Exercise requirements: Please count the lines in the items below that contain the string "leafless", with case counting, and reply with only that number.

┌────────

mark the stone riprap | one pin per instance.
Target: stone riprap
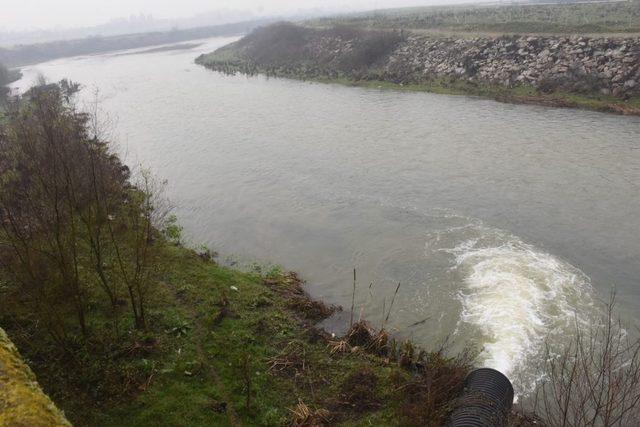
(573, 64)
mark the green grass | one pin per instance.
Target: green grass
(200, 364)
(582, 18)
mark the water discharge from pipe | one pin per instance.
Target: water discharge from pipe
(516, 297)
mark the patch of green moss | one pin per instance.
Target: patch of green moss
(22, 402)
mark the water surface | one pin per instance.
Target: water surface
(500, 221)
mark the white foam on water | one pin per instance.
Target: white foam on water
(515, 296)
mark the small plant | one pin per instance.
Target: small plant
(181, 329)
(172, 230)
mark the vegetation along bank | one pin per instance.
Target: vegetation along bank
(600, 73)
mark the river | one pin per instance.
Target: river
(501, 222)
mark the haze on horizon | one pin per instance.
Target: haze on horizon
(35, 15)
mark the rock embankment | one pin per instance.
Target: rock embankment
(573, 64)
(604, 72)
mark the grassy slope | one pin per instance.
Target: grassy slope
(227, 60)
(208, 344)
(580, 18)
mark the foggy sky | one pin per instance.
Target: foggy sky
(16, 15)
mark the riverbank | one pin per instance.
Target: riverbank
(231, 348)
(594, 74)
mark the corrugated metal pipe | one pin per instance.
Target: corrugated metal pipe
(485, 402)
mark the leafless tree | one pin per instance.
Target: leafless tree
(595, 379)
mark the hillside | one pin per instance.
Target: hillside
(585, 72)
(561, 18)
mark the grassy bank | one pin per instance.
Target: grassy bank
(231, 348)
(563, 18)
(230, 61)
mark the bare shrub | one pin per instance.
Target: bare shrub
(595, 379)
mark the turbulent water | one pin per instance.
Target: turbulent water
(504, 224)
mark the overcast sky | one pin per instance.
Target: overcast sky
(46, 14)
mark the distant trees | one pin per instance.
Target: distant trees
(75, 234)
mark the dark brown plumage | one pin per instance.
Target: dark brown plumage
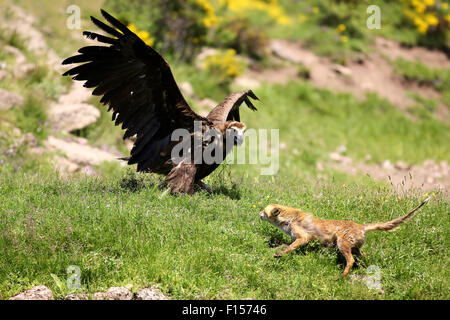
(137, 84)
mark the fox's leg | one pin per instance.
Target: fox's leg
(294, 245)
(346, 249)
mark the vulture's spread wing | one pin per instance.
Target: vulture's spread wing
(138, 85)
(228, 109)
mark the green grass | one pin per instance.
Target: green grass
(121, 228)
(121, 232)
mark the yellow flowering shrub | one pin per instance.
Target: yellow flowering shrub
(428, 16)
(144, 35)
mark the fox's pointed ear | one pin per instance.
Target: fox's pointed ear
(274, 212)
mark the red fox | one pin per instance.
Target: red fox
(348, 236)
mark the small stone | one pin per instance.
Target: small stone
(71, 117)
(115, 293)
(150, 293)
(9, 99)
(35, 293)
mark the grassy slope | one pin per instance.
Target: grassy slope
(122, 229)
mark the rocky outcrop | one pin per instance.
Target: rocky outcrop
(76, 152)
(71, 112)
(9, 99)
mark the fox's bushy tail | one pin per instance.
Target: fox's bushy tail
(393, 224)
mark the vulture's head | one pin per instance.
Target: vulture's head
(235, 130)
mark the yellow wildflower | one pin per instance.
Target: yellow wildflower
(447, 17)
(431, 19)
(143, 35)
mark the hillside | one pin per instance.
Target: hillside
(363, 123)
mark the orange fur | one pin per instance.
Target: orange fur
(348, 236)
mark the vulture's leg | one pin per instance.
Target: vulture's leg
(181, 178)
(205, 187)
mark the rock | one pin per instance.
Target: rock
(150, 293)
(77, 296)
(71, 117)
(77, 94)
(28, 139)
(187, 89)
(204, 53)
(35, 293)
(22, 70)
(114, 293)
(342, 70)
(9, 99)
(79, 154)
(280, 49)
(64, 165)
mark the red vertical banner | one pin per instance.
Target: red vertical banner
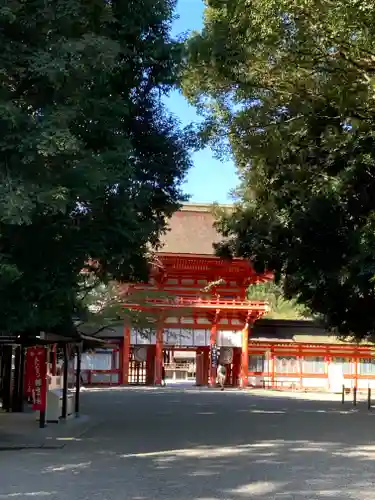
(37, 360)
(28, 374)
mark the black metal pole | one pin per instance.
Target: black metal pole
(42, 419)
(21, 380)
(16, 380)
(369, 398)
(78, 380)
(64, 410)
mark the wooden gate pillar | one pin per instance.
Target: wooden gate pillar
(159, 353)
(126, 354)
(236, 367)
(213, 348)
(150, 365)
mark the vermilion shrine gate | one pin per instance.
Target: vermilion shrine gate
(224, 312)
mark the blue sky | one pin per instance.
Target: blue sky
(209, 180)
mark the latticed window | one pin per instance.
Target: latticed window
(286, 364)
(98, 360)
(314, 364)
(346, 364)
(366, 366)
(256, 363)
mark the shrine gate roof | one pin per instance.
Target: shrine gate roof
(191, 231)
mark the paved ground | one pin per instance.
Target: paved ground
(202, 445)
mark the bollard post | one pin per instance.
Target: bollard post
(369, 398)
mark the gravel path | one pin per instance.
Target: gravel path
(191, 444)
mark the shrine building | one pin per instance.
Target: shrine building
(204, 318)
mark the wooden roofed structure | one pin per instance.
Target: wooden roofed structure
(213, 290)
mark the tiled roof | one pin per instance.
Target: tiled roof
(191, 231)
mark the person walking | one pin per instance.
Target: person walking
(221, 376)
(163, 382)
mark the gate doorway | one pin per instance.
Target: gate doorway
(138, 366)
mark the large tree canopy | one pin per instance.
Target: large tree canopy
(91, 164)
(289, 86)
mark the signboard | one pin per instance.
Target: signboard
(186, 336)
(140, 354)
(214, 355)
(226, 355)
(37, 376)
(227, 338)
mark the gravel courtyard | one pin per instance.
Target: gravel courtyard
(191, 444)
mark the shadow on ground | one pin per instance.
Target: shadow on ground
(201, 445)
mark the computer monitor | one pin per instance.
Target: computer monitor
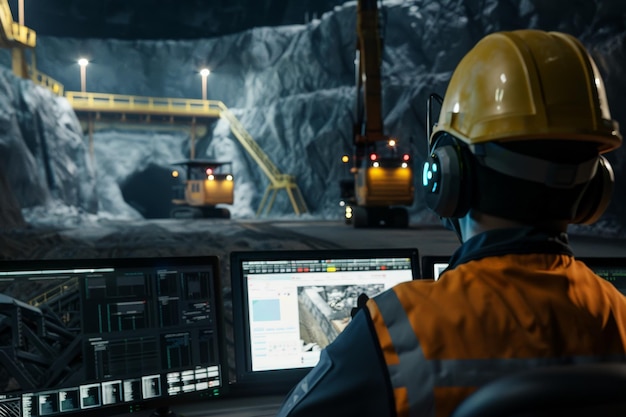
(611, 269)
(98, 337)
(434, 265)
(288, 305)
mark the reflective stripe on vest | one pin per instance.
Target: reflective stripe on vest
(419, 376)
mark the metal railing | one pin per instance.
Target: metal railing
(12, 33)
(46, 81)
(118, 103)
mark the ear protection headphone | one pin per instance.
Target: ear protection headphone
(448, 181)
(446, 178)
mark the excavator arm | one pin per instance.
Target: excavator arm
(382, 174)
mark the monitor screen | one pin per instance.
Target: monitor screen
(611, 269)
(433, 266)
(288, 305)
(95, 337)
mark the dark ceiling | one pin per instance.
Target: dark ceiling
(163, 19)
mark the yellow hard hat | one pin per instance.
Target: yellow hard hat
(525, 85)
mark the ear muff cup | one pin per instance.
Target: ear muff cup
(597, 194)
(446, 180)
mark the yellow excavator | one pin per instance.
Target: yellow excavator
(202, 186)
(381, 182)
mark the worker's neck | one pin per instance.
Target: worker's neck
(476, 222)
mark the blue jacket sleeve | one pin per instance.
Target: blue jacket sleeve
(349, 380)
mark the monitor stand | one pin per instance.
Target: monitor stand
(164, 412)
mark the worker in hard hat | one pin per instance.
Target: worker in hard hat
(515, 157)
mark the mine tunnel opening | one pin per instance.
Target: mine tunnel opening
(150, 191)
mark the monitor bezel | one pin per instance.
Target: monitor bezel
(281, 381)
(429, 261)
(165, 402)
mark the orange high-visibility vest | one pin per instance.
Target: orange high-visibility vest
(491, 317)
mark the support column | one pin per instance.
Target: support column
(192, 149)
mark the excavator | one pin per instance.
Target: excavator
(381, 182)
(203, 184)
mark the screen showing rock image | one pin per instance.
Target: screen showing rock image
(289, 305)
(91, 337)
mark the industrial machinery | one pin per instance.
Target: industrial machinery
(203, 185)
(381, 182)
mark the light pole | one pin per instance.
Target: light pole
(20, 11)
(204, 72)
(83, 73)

└────────
┌────────

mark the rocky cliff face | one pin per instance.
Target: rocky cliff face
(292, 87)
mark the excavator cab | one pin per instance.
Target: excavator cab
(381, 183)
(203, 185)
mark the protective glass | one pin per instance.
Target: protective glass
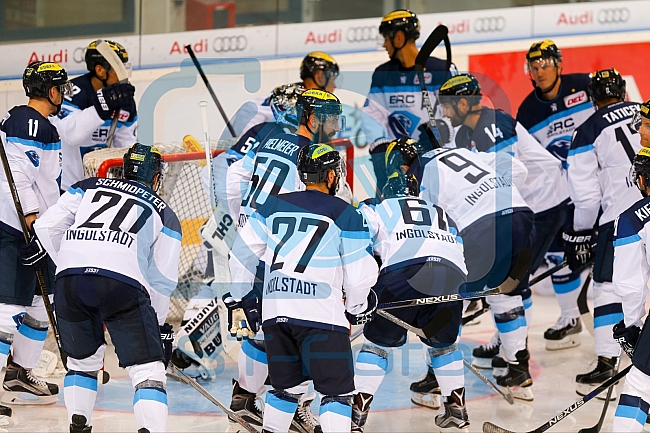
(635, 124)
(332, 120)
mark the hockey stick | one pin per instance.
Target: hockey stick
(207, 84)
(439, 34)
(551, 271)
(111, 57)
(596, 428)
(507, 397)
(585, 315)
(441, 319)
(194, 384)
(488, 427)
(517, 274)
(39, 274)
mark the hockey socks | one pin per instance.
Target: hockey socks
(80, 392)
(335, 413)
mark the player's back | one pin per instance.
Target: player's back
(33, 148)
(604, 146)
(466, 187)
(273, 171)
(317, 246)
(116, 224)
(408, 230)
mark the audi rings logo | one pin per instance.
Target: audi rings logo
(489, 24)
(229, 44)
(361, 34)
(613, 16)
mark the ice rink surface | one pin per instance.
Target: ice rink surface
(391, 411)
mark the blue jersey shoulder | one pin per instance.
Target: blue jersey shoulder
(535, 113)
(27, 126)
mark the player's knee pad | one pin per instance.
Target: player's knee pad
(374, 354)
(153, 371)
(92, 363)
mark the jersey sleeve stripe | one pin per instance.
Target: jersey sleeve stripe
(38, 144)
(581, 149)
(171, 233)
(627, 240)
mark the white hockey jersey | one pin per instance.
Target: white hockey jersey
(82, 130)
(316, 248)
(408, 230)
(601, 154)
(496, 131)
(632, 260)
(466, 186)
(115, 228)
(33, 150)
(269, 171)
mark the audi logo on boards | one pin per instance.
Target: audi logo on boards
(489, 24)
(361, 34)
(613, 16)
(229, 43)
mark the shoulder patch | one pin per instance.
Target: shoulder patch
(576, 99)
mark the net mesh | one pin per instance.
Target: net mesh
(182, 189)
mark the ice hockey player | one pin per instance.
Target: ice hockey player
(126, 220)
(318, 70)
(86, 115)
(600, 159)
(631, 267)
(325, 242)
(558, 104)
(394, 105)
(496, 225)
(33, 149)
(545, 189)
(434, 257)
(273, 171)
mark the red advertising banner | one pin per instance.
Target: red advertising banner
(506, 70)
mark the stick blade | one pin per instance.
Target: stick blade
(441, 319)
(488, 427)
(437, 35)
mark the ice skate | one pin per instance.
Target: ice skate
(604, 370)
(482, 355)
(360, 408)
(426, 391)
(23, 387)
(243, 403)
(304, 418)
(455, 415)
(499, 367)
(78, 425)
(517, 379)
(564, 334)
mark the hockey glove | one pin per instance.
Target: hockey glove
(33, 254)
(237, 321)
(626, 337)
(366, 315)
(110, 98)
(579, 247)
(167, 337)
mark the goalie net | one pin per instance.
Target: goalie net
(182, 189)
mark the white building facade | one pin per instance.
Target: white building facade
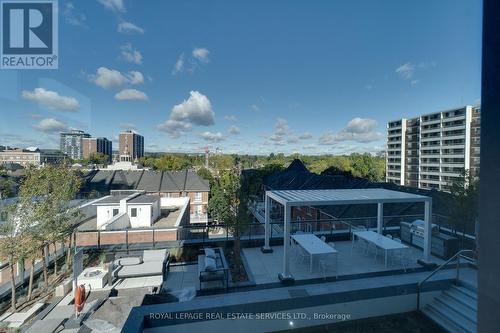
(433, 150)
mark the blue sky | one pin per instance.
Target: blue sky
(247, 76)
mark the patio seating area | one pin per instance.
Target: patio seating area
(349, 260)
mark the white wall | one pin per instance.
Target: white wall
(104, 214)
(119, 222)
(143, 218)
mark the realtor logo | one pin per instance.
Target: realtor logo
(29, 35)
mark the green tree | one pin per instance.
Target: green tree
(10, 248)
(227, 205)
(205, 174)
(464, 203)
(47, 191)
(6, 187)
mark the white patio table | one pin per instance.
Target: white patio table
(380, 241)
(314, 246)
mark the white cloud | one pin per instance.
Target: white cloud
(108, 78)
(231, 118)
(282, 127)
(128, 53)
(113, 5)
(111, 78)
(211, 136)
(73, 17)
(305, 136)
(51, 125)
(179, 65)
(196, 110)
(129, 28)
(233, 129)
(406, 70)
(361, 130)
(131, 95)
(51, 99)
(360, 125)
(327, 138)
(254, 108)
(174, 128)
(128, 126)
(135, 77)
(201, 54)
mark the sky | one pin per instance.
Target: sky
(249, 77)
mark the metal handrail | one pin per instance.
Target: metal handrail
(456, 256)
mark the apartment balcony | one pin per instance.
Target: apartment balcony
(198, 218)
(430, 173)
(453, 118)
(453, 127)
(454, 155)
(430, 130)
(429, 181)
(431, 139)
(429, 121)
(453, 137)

└────────

Finished exercise: 2